Challenge
Show, copied in full, each line below that contains the string "bass". Letter case counts.

Position identification records:

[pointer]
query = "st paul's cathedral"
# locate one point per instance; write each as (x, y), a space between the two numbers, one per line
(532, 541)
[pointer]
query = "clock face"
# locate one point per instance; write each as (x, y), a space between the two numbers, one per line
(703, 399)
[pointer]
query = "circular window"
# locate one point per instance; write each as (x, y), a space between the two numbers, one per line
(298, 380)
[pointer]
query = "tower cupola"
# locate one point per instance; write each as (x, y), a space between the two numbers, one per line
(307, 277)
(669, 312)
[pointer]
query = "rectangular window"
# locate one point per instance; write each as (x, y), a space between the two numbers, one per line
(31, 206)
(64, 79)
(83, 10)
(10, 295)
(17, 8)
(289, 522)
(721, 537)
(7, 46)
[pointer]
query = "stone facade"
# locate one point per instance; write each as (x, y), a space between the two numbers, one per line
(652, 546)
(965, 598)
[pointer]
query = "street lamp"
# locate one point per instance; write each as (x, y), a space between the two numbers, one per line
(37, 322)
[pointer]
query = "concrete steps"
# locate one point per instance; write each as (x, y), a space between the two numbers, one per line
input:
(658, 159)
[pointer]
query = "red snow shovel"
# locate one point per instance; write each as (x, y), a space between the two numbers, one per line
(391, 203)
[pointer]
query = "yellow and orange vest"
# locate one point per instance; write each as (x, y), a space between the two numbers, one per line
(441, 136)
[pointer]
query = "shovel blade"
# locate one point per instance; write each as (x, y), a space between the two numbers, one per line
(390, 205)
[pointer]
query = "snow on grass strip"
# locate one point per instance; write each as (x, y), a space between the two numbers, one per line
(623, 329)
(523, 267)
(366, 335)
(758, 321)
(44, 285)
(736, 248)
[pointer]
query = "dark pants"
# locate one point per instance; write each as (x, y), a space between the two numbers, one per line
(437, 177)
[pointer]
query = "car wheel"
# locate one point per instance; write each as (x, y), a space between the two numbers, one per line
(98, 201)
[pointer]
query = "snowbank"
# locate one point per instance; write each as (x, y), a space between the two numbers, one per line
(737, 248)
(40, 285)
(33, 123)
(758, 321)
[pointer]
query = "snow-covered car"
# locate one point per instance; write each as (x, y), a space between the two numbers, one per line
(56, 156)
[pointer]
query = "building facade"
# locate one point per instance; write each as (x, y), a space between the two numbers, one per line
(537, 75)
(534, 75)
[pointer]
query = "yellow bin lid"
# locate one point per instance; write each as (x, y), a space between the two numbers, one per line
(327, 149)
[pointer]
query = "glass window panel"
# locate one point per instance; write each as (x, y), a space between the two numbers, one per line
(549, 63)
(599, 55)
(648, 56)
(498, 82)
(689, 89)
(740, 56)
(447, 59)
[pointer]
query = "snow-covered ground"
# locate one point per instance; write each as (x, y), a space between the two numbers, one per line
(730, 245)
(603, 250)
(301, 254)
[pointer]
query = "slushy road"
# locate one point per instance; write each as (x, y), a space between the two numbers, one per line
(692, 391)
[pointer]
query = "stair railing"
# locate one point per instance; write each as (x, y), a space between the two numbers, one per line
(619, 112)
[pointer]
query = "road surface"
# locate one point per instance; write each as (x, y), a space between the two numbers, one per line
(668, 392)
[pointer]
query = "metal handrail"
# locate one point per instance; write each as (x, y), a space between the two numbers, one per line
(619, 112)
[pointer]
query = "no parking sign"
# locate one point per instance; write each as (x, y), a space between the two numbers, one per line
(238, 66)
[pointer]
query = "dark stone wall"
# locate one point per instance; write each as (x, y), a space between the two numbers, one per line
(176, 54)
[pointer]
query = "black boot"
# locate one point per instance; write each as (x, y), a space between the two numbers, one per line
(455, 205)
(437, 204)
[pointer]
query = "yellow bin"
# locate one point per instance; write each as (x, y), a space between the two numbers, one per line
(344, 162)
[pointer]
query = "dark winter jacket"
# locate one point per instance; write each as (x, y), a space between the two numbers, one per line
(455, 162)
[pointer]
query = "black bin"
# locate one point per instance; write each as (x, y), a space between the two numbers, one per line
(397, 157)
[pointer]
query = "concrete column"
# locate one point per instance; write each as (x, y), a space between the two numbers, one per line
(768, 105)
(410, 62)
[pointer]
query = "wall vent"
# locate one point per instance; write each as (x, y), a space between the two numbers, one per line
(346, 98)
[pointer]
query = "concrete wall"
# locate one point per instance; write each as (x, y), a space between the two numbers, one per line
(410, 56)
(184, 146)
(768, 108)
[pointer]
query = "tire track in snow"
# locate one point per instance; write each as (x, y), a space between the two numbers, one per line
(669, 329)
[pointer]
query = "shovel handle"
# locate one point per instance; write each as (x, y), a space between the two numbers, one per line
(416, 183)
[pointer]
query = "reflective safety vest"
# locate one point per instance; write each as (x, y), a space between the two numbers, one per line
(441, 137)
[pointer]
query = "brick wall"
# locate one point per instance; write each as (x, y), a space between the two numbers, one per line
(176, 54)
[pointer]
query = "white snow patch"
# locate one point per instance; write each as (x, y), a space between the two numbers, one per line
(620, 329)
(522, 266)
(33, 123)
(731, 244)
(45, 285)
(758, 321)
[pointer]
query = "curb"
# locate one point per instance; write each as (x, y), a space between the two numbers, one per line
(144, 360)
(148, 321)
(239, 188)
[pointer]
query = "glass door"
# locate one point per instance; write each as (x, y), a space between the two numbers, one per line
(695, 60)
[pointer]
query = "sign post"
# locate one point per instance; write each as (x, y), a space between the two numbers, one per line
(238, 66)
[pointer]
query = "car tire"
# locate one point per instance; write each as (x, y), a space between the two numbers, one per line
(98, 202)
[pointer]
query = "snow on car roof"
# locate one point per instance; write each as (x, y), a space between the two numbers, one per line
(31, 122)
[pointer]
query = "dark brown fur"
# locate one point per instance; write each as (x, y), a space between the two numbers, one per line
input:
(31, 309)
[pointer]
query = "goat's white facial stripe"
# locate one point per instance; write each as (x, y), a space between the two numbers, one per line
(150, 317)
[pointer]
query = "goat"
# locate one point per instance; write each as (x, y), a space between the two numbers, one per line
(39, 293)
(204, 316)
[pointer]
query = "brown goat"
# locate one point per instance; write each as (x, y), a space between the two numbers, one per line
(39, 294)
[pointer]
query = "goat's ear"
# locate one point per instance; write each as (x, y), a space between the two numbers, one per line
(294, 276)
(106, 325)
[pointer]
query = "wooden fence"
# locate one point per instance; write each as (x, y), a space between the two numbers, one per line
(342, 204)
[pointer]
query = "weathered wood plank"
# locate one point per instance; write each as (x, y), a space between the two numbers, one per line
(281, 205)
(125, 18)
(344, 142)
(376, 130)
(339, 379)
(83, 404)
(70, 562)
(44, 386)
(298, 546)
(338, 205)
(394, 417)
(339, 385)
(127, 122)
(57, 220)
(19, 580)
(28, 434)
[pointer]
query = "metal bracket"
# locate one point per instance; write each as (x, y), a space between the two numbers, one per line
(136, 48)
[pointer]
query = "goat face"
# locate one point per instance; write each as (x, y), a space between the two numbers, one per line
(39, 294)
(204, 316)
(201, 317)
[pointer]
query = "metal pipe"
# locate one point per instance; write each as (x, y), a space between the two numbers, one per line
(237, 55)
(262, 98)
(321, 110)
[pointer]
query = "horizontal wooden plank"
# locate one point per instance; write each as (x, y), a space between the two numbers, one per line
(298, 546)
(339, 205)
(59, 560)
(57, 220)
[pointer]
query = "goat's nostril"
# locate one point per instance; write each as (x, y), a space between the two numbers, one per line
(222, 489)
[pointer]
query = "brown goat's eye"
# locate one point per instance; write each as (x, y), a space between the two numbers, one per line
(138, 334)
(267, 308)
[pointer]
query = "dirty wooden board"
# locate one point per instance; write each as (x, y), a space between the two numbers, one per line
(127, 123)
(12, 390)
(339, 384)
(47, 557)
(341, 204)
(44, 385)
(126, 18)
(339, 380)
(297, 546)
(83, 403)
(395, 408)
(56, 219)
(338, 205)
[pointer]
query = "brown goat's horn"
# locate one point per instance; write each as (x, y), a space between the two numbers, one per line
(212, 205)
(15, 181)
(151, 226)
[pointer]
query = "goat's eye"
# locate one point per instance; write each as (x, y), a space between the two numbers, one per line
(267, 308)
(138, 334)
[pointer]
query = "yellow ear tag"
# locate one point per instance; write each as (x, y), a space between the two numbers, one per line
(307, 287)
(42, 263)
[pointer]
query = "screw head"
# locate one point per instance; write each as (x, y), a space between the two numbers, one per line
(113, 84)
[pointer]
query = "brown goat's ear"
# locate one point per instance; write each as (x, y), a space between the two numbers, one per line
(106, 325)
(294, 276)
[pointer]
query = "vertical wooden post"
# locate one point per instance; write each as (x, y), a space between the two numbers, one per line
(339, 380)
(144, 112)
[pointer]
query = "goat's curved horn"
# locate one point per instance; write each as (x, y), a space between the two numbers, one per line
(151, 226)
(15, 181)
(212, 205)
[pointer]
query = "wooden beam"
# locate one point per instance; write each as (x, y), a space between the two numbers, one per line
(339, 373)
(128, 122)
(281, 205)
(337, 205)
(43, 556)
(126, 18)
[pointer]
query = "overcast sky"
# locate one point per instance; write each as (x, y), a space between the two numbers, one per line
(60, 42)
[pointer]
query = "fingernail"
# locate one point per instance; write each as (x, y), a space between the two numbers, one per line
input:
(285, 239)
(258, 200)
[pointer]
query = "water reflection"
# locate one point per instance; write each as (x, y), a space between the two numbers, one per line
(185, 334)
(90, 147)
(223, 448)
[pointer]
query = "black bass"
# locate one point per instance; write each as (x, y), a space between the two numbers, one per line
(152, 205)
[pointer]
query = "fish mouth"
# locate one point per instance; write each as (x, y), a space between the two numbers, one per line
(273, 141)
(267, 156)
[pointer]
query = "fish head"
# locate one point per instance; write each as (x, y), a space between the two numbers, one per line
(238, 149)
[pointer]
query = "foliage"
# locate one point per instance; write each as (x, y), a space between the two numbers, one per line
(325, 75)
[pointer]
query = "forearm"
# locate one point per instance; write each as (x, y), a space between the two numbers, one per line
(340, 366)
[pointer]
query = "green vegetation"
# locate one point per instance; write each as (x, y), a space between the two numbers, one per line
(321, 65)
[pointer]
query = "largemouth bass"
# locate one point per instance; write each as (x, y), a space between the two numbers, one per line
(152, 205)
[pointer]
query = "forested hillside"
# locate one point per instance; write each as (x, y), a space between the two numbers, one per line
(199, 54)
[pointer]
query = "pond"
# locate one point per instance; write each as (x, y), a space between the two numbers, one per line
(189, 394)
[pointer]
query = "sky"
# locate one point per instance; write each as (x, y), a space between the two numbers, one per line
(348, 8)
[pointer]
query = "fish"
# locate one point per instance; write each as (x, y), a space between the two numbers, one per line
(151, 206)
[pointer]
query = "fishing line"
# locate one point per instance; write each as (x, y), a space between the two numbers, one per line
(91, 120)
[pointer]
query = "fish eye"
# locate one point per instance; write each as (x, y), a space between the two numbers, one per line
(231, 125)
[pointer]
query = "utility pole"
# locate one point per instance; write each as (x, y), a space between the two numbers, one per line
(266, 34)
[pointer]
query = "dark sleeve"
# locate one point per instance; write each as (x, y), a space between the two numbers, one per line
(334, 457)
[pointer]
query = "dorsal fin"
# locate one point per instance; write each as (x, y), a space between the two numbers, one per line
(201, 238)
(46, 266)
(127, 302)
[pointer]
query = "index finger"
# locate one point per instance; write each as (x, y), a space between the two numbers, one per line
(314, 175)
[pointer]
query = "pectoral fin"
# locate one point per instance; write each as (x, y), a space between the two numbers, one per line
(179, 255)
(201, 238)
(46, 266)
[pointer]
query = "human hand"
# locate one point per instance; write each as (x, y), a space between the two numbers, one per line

Right answer
query = "black bass"
query = "largemouth bass"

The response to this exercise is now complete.